Saved entries:
※ ※ ※

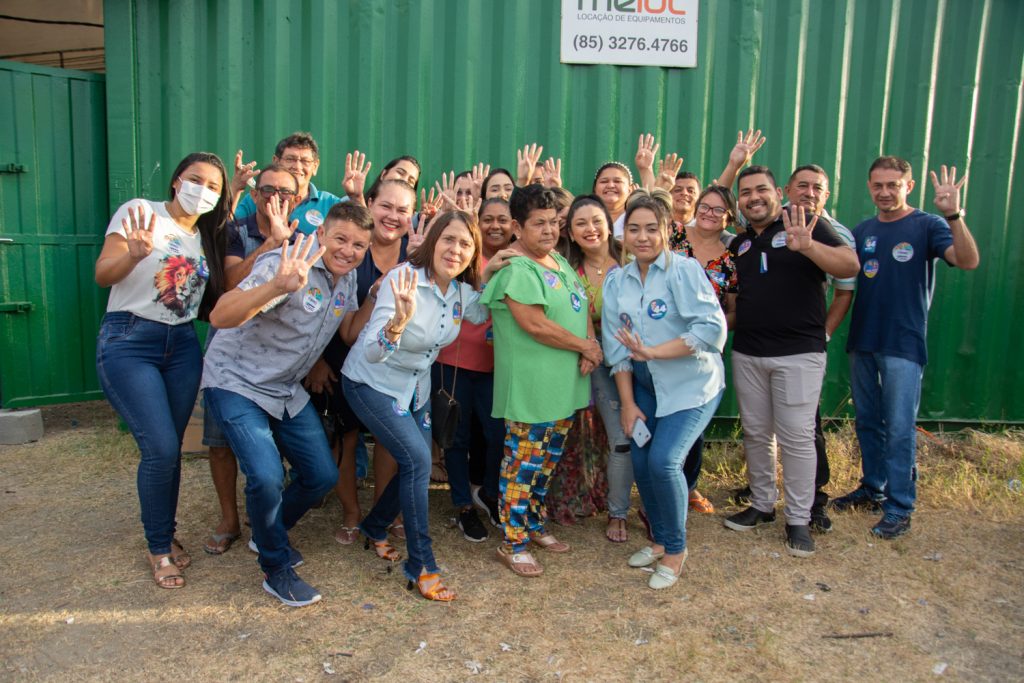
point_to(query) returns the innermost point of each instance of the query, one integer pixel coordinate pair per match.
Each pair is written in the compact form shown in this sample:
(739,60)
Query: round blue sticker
(657,308)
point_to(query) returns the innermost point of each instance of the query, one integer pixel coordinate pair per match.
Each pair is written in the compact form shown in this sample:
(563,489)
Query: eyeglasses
(305,163)
(716,211)
(266,191)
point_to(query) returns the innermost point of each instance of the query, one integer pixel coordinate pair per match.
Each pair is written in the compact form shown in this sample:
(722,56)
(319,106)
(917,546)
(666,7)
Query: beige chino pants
(777,398)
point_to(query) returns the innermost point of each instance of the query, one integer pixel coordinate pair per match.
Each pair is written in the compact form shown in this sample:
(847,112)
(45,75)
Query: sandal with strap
(179,555)
(165,572)
(522,564)
(431,588)
(384,550)
(551,544)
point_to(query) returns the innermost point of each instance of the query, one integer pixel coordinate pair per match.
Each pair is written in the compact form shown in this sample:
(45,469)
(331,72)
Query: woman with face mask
(164,264)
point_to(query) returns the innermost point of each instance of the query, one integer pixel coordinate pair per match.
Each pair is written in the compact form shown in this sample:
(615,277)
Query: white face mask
(195,199)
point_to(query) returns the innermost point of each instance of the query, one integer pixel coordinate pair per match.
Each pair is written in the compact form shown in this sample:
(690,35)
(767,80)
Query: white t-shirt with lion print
(167,286)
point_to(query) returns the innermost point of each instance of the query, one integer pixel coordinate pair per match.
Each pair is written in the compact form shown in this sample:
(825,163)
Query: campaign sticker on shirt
(903,252)
(552,280)
(657,308)
(314,217)
(312,299)
(174,246)
(338,305)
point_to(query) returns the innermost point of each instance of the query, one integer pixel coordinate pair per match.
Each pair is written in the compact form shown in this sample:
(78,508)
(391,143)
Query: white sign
(635,33)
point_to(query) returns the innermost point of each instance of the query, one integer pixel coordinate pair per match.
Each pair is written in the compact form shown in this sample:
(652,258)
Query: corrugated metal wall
(835,82)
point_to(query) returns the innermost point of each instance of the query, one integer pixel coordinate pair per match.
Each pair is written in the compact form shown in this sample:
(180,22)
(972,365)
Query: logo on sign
(903,252)
(657,308)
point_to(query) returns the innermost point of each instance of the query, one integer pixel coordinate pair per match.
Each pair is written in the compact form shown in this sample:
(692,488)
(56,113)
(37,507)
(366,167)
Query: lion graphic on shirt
(178,285)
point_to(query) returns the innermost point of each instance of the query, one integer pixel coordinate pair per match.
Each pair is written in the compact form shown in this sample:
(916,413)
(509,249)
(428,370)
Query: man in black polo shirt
(778,350)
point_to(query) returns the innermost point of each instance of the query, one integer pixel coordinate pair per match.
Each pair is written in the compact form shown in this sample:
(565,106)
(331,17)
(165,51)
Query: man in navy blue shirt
(898,249)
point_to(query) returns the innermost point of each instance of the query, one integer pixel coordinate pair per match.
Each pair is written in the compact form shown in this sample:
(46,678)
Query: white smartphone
(640,432)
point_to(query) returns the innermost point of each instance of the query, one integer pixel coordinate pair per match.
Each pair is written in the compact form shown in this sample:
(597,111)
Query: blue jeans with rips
(150,372)
(886,396)
(407,436)
(658,464)
(259,440)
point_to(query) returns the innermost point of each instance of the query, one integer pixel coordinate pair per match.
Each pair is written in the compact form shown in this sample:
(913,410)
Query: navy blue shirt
(895,284)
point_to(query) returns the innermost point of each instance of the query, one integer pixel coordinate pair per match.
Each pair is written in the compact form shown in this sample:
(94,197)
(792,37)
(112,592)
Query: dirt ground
(77,601)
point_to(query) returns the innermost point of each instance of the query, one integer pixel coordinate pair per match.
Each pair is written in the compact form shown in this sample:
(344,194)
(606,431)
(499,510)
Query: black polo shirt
(780,306)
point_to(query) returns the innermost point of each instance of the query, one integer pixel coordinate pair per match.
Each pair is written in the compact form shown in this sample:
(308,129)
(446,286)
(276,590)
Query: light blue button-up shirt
(675,301)
(402,370)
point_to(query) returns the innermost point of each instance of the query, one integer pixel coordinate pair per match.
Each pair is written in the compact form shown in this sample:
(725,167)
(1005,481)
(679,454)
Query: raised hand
(526,163)
(138,233)
(403,288)
(646,152)
(668,169)
(553,173)
(356,168)
(745,146)
(798,230)
(293,271)
(947,189)
(276,211)
(479,172)
(634,344)
(243,173)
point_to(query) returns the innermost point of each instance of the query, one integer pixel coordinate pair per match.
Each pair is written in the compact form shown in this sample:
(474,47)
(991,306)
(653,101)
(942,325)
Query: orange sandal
(431,588)
(384,550)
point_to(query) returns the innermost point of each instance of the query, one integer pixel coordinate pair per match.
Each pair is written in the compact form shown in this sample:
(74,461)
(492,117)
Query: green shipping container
(453,82)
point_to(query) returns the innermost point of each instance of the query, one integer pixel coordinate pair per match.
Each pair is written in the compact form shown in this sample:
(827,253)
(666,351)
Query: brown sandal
(551,544)
(165,572)
(431,588)
(522,564)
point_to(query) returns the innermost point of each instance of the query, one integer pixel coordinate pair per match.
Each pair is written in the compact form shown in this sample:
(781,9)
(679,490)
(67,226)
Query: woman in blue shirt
(386,378)
(664,334)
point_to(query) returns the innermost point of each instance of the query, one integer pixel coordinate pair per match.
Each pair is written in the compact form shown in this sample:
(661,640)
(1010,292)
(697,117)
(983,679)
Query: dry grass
(76,601)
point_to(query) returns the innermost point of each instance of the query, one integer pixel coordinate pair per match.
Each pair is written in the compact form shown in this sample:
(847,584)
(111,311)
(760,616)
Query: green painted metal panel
(834,82)
(51,225)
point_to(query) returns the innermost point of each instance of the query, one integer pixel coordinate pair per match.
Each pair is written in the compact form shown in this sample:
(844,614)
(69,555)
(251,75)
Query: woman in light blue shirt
(386,378)
(664,334)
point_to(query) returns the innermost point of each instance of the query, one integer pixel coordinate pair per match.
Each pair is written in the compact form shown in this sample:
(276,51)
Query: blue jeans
(657,465)
(886,395)
(407,436)
(620,463)
(150,373)
(259,440)
(475,393)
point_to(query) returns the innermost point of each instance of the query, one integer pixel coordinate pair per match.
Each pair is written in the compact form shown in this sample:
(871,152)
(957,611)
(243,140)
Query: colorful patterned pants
(531,451)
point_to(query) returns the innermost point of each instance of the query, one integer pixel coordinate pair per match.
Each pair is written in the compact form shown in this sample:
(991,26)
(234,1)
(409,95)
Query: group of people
(581,340)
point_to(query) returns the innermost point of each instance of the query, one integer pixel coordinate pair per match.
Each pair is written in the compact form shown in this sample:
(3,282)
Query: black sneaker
(472,529)
(798,541)
(819,519)
(287,587)
(740,496)
(891,526)
(749,518)
(488,505)
(858,499)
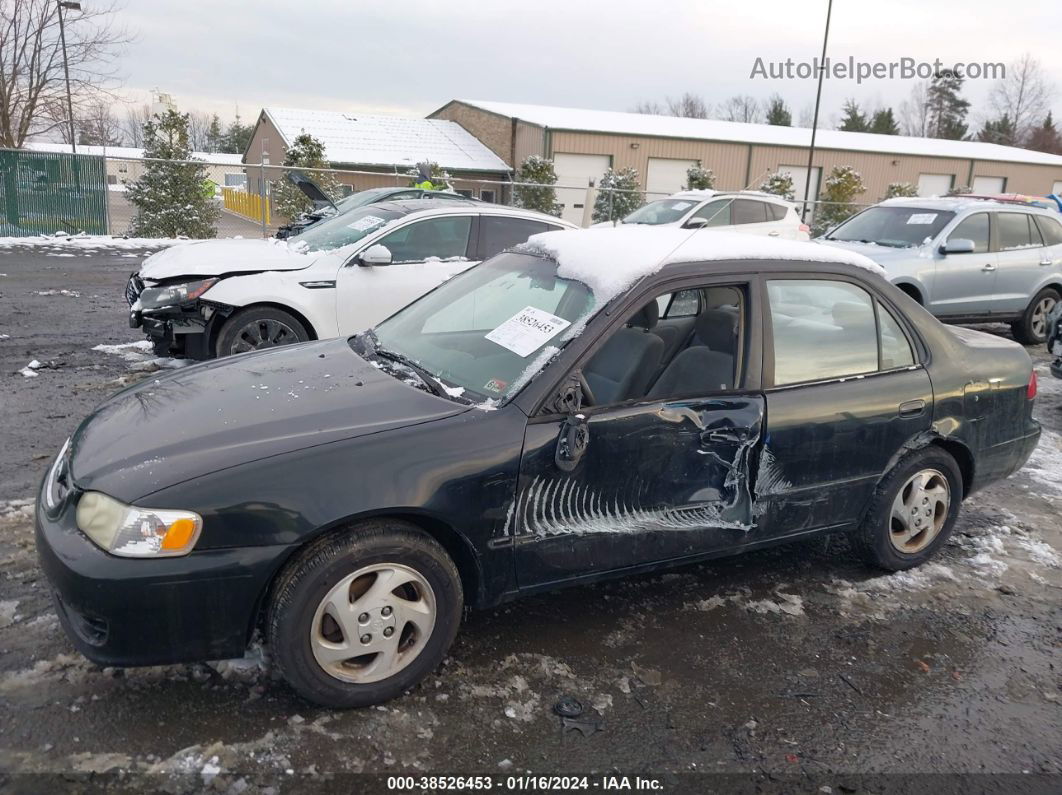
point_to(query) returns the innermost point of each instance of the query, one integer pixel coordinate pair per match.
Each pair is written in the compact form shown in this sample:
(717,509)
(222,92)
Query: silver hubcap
(373,623)
(264,333)
(920,511)
(1040,313)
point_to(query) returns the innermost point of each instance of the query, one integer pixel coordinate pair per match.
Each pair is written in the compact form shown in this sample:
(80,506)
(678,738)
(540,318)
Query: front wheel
(362,617)
(1031,329)
(257,328)
(912,512)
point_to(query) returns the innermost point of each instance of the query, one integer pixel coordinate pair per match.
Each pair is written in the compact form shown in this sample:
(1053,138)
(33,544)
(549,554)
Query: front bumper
(125,611)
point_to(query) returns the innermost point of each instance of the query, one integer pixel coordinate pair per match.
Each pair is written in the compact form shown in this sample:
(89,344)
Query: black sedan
(594,403)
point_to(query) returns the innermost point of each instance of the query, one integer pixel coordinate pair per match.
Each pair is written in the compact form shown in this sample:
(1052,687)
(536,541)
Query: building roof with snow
(366,139)
(133,153)
(714,130)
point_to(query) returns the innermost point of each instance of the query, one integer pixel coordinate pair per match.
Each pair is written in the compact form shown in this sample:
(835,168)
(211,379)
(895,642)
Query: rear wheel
(1032,328)
(362,617)
(912,512)
(257,328)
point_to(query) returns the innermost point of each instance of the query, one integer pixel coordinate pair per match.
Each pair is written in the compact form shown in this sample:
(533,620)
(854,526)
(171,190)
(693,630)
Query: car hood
(884,255)
(221,257)
(219,414)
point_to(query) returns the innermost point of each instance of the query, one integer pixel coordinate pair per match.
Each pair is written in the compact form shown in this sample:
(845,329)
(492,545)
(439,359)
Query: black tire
(876,532)
(268,322)
(305,583)
(1031,329)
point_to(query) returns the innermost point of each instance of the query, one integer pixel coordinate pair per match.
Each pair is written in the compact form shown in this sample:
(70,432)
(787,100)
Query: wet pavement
(794,667)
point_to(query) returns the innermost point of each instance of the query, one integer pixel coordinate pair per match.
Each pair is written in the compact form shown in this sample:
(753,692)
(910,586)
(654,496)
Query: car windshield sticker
(528,330)
(365,222)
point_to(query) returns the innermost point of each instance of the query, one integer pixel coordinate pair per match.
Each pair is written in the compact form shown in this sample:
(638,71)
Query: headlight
(155,297)
(131,532)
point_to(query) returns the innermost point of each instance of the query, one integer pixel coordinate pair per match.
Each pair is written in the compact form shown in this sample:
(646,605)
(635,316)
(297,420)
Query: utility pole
(818,98)
(68,5)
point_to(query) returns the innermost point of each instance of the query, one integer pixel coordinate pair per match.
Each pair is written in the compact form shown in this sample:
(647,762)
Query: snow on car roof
(387,140)
(715,130)
(610,260)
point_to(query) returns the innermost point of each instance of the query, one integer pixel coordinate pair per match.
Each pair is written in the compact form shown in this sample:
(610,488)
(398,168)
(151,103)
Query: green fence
(43,192)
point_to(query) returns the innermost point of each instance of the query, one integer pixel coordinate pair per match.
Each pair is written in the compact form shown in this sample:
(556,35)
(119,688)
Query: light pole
(68,5)
(818,98)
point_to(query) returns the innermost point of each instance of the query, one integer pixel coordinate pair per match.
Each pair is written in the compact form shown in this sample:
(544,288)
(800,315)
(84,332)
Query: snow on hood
(218,257)
(609,261)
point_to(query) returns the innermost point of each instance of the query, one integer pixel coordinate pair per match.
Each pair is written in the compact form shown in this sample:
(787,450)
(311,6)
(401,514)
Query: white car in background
(748,211)
(217,297)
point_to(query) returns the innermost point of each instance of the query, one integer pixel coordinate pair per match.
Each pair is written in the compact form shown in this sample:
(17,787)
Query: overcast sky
(412,56)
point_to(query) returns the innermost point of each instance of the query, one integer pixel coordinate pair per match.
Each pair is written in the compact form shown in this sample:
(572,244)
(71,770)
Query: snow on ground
(140,357)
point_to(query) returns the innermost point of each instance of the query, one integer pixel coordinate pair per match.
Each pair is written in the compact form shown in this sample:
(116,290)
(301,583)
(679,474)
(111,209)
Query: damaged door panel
(634,484)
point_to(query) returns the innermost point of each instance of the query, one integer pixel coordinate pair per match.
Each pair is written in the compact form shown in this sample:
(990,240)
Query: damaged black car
(594,403)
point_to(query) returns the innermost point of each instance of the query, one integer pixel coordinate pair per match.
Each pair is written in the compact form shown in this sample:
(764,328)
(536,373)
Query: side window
(639,360)
(717,213)
(895,349)
(747,211)
(498,232)
(1015,231)
(975,228)
(443,238)
(821,330)
(1050,229)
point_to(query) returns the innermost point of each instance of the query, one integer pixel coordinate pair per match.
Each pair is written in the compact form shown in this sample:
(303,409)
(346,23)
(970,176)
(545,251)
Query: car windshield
(898,227)
(482,334)
(340,230)
(663,211)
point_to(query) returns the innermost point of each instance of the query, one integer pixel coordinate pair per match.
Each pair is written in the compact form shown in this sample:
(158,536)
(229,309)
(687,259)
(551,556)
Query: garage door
(576,171)
(935,185)
(988,185)
(666,176)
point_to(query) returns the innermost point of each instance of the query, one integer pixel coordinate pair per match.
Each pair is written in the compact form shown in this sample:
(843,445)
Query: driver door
(649,478)
(424,254)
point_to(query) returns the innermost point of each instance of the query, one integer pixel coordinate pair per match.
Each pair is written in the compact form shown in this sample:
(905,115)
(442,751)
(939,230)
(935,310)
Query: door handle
(912,408)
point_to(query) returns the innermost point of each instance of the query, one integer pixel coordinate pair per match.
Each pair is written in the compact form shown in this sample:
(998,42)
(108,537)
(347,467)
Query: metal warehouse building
(583,143)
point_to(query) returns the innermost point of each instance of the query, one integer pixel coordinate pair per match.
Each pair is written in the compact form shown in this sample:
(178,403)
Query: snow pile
(610,260)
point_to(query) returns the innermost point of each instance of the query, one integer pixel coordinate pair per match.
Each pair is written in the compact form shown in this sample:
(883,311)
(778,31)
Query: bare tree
(741,107)
(914,110)
(32,85)
(1024,96)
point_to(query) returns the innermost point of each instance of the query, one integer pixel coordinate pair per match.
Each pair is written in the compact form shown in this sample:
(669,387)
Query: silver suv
(965,260)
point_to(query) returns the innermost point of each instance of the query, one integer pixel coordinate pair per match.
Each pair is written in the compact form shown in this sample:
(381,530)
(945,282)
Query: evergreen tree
(946,109)
(619,194)
(855,120)
(998,131)
(537,170)
(841,188)
(305,152)
(884,122)
(699,177)
(781,185)
(1045,138)
(777,113)
(901,189)
(172,199)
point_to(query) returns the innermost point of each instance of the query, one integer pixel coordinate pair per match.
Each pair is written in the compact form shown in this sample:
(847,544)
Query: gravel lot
(795,664)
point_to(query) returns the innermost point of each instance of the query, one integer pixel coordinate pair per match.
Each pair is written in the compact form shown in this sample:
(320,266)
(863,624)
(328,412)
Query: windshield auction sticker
(528,330)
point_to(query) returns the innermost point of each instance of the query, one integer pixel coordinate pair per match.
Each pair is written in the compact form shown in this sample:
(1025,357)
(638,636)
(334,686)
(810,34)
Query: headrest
(717,328)
(647,316)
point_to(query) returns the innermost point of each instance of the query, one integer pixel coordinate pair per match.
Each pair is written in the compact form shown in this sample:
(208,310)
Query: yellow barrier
(249,205)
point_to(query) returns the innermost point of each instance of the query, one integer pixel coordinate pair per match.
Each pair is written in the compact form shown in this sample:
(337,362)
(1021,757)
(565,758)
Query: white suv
(746,211)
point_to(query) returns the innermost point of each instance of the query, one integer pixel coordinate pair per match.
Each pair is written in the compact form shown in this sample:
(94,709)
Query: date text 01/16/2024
(523,783)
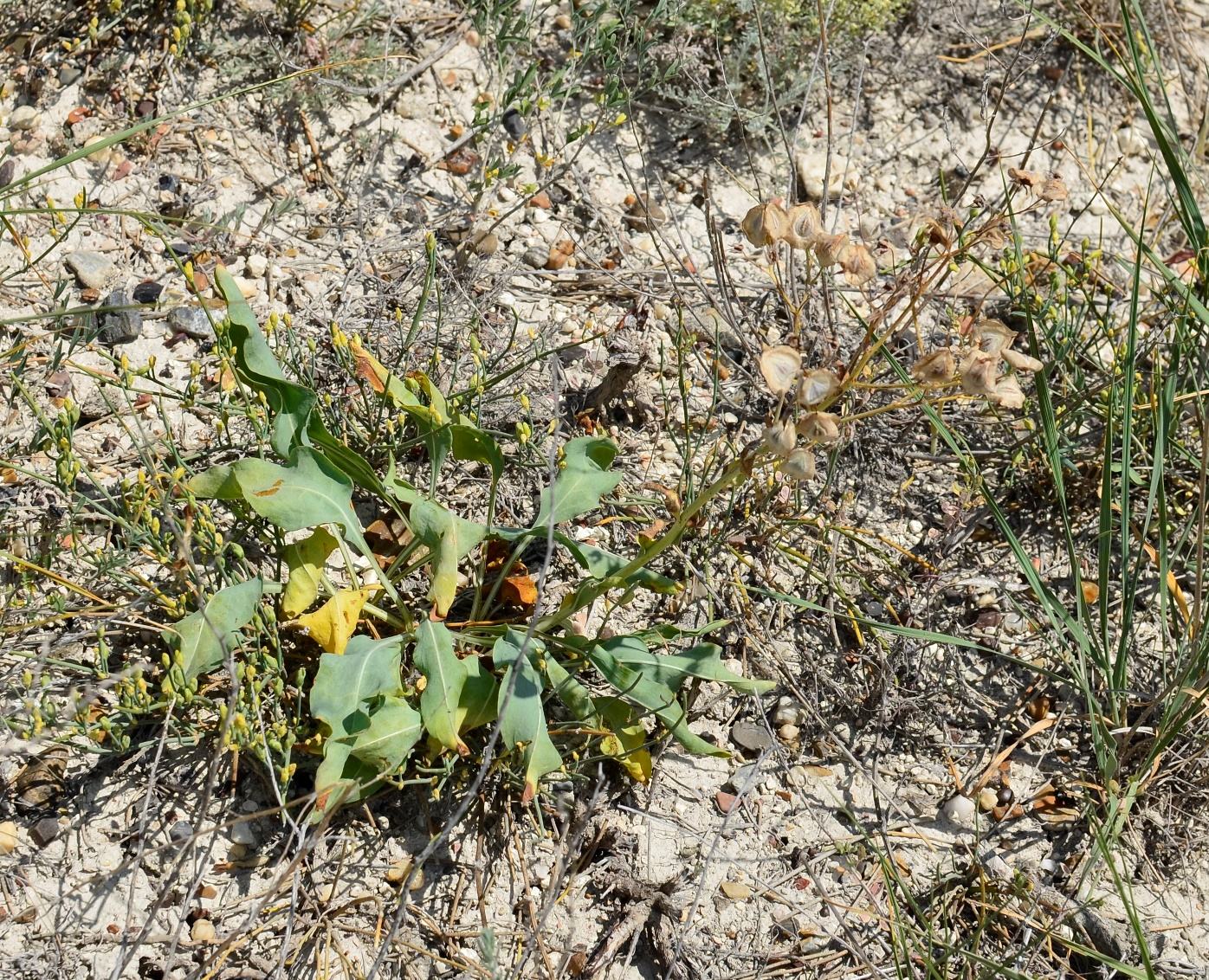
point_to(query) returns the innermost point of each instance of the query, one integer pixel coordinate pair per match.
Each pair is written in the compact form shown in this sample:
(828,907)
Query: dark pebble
(148,292)
(514,124)
(119,326)
(46,830)
(750,736)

※ ※ ※

Task goal: Which lines run from the one containing "Query: date text 01/16/2024" through the last line of the entries above? Output them exactly, both ends included, with no pictures.

Written answer:
Query: date text 01/16/2024
(523,783)
point_to(query) returns the innermost point of each instance of the query, one integer pixel coordinate pair per match.
Each pair is written in the compact form shown in this sample:
(828,907)
Query: dark pebble
(148,292)
(514,124)
(119,326)
(46,830)
(750,736)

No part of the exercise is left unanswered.